=== Records shown ===

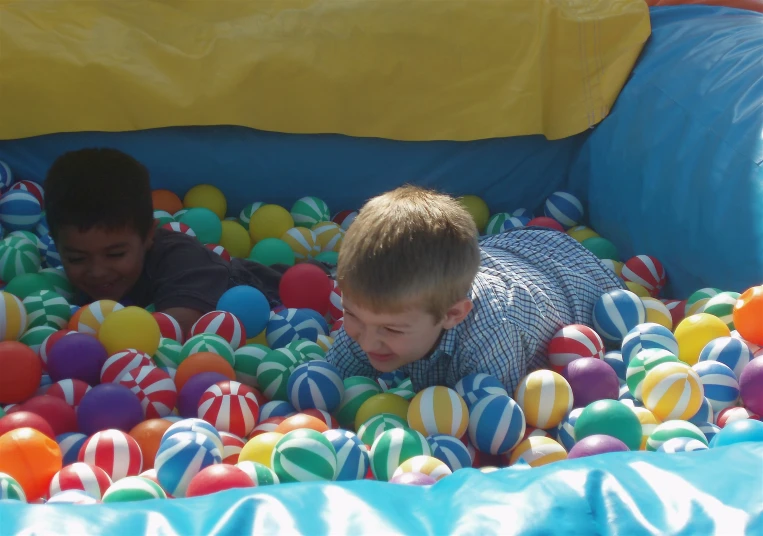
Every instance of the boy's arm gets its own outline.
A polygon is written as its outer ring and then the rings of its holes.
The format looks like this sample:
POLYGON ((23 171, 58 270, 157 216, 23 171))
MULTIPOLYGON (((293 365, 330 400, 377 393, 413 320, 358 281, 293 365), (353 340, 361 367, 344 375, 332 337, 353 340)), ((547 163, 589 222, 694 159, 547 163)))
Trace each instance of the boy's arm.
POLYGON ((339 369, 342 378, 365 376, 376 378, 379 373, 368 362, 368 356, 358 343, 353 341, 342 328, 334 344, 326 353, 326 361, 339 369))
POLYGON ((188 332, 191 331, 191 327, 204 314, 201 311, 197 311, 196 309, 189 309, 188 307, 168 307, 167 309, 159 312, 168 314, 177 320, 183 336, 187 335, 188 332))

===
=== Records shown ===

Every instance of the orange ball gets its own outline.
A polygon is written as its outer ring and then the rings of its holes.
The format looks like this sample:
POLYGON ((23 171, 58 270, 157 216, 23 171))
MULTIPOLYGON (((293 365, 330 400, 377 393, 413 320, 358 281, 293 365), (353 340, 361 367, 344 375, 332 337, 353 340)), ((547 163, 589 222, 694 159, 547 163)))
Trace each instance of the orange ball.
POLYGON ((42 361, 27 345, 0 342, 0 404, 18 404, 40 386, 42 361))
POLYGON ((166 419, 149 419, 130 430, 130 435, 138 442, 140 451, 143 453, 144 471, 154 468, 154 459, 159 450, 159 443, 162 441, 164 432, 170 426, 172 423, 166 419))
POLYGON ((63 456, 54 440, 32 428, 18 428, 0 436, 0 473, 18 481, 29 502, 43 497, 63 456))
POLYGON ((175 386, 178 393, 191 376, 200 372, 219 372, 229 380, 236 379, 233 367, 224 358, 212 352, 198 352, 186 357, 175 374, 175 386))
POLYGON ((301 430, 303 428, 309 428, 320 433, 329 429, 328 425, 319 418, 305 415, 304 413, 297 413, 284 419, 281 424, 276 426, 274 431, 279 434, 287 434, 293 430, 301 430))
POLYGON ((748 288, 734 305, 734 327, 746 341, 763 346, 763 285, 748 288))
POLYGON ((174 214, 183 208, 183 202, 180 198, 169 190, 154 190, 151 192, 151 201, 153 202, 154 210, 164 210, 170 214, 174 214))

===

_The problem:_
Read through the entries and copy each line in which "gets" appears.

_Answer box:_
Every instance of the boy's arm gets its own outline.
Every instance of the orange ball gets its own outline.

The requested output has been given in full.